··· 本文抜粋

浮き彫りになるトップダウンの限界「指示命令」に疲弊する日々
私は人々の健康を守る医師として、1946年にWHOが定義した「ウェルビーイング※」の実現を支援したい。その一心で技術を磨き、地域医療の発展に邁進してきました。「医師である私が正しく判断し、指示を出さなければ、人の命に関わる」。その責任感と信念を胸に、開業から12年で12拠点、200名規模へ拡大することができました。
外から見れば、順風満帆な地域医療を支えるドクター。しかしその実態は理想とはかけ離れていました。「なんで俺の言っていることをやらねえんだ!」組織が大きくなるにつれ、私の目は届かなくなり、思い通りに動かないスタッフが増えていったのです。苛立ちが抑えきれず、指示は怒号に変わりました。人間関係は最悪、気づけば離職率は25.9%に悪化していました。ある事業所ではスタッフ全員が一斉退職し、開設からわずか1年で閉鎖。身を切るような悔しさを味わいました。

······
··· 学習資料

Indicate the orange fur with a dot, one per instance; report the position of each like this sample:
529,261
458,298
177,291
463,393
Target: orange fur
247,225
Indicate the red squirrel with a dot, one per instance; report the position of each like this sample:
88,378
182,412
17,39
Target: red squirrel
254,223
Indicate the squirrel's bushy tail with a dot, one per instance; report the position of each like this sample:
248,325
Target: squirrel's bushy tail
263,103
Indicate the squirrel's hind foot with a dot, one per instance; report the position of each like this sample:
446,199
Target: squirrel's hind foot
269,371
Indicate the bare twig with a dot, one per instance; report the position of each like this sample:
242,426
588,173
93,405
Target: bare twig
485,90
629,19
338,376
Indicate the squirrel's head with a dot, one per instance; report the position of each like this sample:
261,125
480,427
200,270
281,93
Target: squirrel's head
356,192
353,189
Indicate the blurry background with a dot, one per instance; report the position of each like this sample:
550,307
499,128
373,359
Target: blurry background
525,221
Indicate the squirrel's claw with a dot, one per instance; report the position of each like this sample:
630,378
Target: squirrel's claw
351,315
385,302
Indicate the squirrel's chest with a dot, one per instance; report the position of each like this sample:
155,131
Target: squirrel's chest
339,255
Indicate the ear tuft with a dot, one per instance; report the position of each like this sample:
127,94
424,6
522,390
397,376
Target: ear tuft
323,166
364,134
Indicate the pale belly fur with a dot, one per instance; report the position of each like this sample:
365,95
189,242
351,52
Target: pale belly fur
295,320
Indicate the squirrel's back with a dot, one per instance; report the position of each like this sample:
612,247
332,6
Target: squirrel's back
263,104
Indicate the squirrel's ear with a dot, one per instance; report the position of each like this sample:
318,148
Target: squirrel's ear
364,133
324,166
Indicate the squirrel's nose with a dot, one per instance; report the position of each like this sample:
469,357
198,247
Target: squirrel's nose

······

■ **求められること**
医師が組織運営の行き詰まりを語る本文を、最後の文の続きから書き継ぐこと。 エントリはここでは用いない。

■ **回答**
イライラの矛先は、愛する家族にも向きました。ドライブ中に騒ぐ子どもたちに「うるさい、静かにしろ!」と怒鳴り散らす、まさに典型的なモラハラ夫。職場でも家庭でも、誰にも相談できない。「経営者とは孤独なんだ」。そう自分に言い聞かせていました。出口の見えない暗闇のなかで『頂点への道』講座に出会ったのです。
※ウェルビーイング=肉体的・精神的・社会的に満たされた状態
「あなたはあなたのままで素晴らしい」過去と向き合って見えた本当の理想
「当たり前のことを言ってるだけじゃないか」。初受講では正直、目新しい情報などないように思えました。しかし最終日、同じテーブルにいた受講生からの言葉に、私は大きく動かされたのです。「町田先生、世のため人のために俺は成功しなければならないって言ってるけど、自分が幸せになるっていうのが僕は抜けてると思うんだ」。雷に打たれたような衝撃でした。
私は幼少期から医師国家資格に合格するまでの20数年間、常に誰かと競争し勝つために勉強する人生を送ってきました。私の親は躾に厳格で、口答えをすれば靴ベラで叩かれる。テストで90点をとれば「なぜ10点とれなかったのか」と叱られる。医師として成功してもなお、「成果を出さなければ価値がない」「失敗してはいけない」という価値観を持ち、周りにも強要していたのです。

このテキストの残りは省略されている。